The task: Once the line containing "Task: annotate every instance of the man in green" has been printed, stop; print every line before it exactly, starting at the top of the material below.

Exercise materials:

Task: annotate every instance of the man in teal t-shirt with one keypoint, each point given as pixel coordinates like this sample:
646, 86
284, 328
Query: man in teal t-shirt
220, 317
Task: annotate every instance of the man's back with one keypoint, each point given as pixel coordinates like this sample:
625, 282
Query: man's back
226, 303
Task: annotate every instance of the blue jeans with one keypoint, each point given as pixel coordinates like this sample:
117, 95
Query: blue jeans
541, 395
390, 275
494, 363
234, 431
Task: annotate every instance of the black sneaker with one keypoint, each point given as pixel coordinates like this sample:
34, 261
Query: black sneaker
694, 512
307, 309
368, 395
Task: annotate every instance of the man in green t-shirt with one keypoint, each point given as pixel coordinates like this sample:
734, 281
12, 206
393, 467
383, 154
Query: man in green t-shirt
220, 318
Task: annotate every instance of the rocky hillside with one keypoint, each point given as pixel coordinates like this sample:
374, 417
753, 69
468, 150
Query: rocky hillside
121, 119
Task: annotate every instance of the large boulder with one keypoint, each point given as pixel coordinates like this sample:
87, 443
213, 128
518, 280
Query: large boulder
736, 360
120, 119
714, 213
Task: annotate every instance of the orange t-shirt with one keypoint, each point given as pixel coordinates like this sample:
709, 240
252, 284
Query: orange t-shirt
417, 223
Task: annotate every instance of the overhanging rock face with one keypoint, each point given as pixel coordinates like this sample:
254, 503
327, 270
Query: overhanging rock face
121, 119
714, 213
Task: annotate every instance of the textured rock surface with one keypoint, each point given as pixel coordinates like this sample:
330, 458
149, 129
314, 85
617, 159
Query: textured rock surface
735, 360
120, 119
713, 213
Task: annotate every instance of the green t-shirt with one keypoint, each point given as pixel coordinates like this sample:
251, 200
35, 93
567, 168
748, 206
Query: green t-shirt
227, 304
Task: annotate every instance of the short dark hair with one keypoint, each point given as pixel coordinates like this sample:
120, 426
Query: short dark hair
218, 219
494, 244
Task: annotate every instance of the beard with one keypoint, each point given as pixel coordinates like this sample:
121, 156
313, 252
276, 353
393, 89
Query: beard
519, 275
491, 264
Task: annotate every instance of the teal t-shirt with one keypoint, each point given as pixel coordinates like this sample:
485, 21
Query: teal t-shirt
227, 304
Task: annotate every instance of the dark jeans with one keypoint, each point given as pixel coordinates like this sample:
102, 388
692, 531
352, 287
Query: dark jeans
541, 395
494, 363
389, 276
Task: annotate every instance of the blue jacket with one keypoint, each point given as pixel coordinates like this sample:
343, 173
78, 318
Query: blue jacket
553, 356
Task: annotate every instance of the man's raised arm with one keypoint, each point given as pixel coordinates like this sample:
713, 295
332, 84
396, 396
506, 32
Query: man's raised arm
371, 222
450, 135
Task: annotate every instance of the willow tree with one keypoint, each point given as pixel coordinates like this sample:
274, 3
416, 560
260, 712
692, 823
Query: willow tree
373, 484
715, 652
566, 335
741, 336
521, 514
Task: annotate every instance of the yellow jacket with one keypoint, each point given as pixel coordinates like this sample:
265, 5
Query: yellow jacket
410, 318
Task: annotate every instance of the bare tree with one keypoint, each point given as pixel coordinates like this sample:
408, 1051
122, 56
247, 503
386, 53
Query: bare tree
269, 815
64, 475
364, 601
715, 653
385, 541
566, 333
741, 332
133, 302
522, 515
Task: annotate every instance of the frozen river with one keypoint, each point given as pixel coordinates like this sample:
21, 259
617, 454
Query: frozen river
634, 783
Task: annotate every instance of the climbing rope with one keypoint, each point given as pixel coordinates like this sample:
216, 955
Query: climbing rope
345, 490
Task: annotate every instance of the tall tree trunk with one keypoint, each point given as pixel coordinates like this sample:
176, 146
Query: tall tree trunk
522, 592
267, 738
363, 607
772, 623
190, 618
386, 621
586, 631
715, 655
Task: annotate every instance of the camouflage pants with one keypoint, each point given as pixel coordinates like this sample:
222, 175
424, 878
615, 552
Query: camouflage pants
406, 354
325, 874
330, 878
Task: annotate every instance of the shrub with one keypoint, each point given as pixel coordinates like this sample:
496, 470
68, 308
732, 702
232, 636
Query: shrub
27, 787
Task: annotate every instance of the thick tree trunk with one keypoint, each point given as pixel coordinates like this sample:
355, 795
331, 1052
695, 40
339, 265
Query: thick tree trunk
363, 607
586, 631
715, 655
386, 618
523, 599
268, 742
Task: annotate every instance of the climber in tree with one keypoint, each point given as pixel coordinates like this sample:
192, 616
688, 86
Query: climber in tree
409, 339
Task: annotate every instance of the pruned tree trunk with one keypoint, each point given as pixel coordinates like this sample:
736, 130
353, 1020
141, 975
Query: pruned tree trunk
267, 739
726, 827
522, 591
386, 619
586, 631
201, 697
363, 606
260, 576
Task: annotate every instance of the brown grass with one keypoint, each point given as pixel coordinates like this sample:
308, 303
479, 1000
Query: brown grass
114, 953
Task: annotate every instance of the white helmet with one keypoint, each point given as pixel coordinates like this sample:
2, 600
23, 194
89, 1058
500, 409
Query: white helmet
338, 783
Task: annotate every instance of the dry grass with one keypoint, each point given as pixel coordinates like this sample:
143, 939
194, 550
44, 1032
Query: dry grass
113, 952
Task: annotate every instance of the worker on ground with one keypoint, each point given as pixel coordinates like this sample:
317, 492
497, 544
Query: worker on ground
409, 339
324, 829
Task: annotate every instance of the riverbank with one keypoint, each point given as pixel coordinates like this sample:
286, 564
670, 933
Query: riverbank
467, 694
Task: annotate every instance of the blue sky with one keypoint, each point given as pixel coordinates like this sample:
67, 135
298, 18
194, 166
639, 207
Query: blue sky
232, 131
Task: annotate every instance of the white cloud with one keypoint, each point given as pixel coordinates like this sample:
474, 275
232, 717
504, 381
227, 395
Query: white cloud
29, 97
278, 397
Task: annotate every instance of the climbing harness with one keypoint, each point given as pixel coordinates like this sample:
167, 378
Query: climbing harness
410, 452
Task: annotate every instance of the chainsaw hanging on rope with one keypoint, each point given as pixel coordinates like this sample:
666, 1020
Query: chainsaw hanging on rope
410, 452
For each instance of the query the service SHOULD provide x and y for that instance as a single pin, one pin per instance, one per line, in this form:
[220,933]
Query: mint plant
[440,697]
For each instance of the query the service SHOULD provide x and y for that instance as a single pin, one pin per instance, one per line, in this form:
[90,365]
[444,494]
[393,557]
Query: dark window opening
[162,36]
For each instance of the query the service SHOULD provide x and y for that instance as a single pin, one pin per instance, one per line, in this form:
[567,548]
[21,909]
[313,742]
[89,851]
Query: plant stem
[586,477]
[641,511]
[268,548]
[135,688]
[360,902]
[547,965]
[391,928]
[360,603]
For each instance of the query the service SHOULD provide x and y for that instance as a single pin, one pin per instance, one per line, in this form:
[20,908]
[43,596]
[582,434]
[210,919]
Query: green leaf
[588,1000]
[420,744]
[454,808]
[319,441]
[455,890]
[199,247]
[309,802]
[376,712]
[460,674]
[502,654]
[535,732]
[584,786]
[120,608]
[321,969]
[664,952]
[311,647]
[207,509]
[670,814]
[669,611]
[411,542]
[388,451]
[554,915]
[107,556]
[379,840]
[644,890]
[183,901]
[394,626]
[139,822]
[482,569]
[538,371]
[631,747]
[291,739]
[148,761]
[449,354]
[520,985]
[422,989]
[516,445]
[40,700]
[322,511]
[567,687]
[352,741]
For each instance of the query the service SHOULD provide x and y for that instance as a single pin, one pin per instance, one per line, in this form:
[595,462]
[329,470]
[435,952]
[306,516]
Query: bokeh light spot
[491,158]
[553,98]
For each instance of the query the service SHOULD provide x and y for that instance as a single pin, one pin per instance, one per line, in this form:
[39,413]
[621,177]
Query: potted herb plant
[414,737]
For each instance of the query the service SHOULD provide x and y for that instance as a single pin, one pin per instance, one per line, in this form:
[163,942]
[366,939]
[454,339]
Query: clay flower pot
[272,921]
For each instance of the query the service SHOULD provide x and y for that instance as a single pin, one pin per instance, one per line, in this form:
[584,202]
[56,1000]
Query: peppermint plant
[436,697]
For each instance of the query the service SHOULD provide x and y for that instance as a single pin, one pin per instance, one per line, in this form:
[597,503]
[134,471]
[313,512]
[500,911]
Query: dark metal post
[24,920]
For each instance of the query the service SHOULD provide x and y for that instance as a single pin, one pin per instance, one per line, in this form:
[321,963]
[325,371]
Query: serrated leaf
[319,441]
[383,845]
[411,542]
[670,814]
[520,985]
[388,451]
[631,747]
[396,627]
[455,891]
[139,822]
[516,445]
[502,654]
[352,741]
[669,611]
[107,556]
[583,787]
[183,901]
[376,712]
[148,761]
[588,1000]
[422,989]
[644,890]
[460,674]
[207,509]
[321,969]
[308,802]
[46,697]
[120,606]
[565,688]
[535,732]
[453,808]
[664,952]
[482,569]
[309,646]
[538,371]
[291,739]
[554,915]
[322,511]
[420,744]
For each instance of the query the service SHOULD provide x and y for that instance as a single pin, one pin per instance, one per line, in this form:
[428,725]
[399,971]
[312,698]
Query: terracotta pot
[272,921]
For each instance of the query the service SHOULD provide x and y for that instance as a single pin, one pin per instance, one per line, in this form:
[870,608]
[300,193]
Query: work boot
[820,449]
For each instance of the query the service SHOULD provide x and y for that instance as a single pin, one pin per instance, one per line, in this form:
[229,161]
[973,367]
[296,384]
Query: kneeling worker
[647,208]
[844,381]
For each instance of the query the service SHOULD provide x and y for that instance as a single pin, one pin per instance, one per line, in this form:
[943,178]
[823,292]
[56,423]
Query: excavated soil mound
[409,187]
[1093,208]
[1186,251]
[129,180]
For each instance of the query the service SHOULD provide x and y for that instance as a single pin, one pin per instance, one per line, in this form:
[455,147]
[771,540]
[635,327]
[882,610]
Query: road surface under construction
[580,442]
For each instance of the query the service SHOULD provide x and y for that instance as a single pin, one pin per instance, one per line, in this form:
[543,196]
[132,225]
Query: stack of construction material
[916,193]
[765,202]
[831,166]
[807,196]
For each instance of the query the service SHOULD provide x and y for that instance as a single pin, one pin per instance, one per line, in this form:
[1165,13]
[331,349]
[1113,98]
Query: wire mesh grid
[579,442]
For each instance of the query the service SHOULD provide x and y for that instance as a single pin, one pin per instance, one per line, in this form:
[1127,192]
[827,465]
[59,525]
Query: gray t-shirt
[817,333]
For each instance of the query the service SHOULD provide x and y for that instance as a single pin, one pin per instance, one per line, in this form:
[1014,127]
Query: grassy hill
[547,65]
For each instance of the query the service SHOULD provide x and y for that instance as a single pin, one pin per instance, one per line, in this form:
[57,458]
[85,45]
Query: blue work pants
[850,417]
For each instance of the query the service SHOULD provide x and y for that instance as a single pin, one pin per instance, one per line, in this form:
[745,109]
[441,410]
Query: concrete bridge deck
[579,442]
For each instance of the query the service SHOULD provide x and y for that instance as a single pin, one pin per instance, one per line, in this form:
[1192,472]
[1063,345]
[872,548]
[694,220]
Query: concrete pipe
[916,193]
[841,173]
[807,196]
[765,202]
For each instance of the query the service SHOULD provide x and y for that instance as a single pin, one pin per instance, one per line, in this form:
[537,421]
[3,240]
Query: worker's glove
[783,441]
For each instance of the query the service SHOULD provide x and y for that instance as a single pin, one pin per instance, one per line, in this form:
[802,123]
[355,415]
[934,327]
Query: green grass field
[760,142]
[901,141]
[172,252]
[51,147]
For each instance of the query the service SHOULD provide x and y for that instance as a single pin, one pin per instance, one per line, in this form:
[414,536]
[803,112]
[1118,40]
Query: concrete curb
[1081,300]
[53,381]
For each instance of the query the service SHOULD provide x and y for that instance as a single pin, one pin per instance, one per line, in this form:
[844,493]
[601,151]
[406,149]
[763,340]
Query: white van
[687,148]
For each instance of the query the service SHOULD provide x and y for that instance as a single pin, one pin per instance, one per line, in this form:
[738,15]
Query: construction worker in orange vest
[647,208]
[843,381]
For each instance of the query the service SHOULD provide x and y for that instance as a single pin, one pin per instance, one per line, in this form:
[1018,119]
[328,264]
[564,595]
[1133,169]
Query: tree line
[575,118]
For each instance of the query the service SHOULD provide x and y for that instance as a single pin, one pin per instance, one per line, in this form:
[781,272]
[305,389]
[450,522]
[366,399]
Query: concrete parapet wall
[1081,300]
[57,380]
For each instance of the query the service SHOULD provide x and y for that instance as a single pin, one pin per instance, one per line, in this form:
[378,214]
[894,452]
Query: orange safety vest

Reply to the task:
Task: annotate every instance of the man in teal t-shirt with one keypoint, each point given as pixel coordinates like this sample:
646, 86
284, 328
Query: man in teal t-shirt
220, 317
Task: annotate every instance of the man's back with one keypoint, each point given as pixel coordinates like this sample:
625, 282
Query: man's back
226, 303
Task: annotate every instance of the blue jeans with one keypoint, each point given as pixel coordinates like this sample:
117, 95
Query: blue jeans
541, 395
390, 275
494, 363
234, 431
Task: annotate every instance of the black sneaker with one keypoint, each point given as pixel coordinates like this sample:
34, 261
Query: black sneaker
694, 512
307, 309
368, 395
Task: annotate every instance of the man in green t-shirt with one keypoint, each point given as pixel coordinates like this sample:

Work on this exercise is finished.